**EXCERPTED RECORDS**
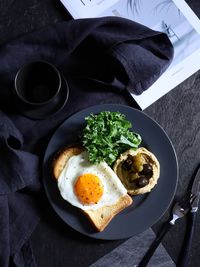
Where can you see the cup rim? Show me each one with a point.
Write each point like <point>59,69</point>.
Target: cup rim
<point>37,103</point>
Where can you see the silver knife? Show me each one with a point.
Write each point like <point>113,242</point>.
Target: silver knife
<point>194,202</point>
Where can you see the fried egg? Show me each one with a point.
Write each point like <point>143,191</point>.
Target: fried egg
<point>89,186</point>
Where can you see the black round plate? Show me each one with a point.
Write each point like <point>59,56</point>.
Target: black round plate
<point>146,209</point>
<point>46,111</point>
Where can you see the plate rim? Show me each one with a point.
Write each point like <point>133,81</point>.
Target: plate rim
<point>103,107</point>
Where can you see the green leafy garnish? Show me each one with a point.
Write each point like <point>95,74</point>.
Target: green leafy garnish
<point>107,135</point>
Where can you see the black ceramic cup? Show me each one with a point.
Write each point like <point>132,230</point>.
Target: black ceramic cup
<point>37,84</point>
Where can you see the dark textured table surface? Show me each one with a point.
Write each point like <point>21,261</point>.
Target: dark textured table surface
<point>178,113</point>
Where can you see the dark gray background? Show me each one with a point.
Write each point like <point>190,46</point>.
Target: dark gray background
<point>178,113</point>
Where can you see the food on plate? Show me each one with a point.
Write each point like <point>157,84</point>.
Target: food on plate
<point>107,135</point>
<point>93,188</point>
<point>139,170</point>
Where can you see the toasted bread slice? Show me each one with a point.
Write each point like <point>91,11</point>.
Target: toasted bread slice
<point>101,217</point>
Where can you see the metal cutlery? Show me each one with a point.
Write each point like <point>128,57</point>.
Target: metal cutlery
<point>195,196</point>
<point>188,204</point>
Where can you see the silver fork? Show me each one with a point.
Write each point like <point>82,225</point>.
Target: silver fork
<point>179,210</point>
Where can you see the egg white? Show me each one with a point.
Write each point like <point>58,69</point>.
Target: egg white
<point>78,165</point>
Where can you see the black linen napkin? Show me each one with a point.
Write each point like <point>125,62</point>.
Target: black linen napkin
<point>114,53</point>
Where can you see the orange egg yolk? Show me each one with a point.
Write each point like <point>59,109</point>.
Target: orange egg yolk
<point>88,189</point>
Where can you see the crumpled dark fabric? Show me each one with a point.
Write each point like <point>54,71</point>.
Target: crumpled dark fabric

**GIVEN PROBLEM**
Switch "Show me each one with a point" to "Mark every instance with a point" everywhere in the listing above and write the listing out again with nothing else changed. Leave the pictures out.

**PROBLEM SOLUTION**
Where can you see the cup rim? Mark every instance with a point.
Write each point like <point>59,69</point>.
Target: cup rim
<point>37,103</point>
Where can you see the silver knife? Mark every instance with a point.
Write each point like <point>113,242</point>.
Target: silver knife
<point>194,202</point>
Where can you see the fried egg? Mark every instance with a point.
Write each point like <point>143,191</point>.
Target: fried egg
<point>89,186</point>
Where can you see the black round plate? Mark every instance with a point.
Write each point like <point>59,56</point>.
Target: black round plate
<point>146,209</point>
<point>46,111</point>
Where can you see the plate rim? Mark every instance with a point.
Write each point like <point>133,81</point>.
Target: plate rim
<point>103,107</point>
Where can you see the green leafy garnish? Mark every instance with a point.
Write each point like <point>95,74</point>.
Target: green leafy garnish
<point>107,135</point>
Where can you see the black ceramic cup? Mark every instance with a point.
Write each point like <point>132,230</point>.
Target: black ceramic cup
<point>37,84</point>
Where can you see the dark textured table surface? Mark every instance with a point.
Write each point like <point>21,261</point>.
Target: dark textured table surface
<point>178,113</point>
Where can you see the dark gray background? Mark every instance with a point.
Write each point like <point>190,46</point>.
Target: dark gray background
<point>178,113</point>
Where can you see the food on plate? Mark every instance with a point.
Write each point like <point>157,84</point>.
Target: food on plate
<point>107,135</point>
<point>93,188</point>
<point>139,170</point>
Where can you see the toasted bread slice? Mark every instance with a point.
Write each point like <point>91,11</point>.
Target: toasted bread slice
<point>101,217</point>
Where can you see the metal cutlery? Mark every instance with a point.
Write each point like <point>128,57</point>.
Target: metal cutlery
<point>195,196</point>
<point>188,204</point>
Where can you see the silver fork? Mark every instance with a point.
Write each point like <point>82,225</point>.
Target: silver fork
<point>179,210</point>
Where can you see the egg white? Mark every instance with a point.
Write each point like <point>58,69</point>.
Target: egg white
<point>78,165</point>
Where can you see the black linen napkin? Mark every instance with a point.
Write each point like <point>125,62</point>.
Target: black linen napkin
<point>114,53</point>
Where can you see the orange egg yolk? Mark every instance with a point.
Write each point like <point>59,109</point>.
Target: orange egg yolk
<point>88,189</point>
Where can you see the crumpled dark fabric? Mark every instance with a point.
Write each point like <point>54,71</point>.
Target: crumpled dark fabric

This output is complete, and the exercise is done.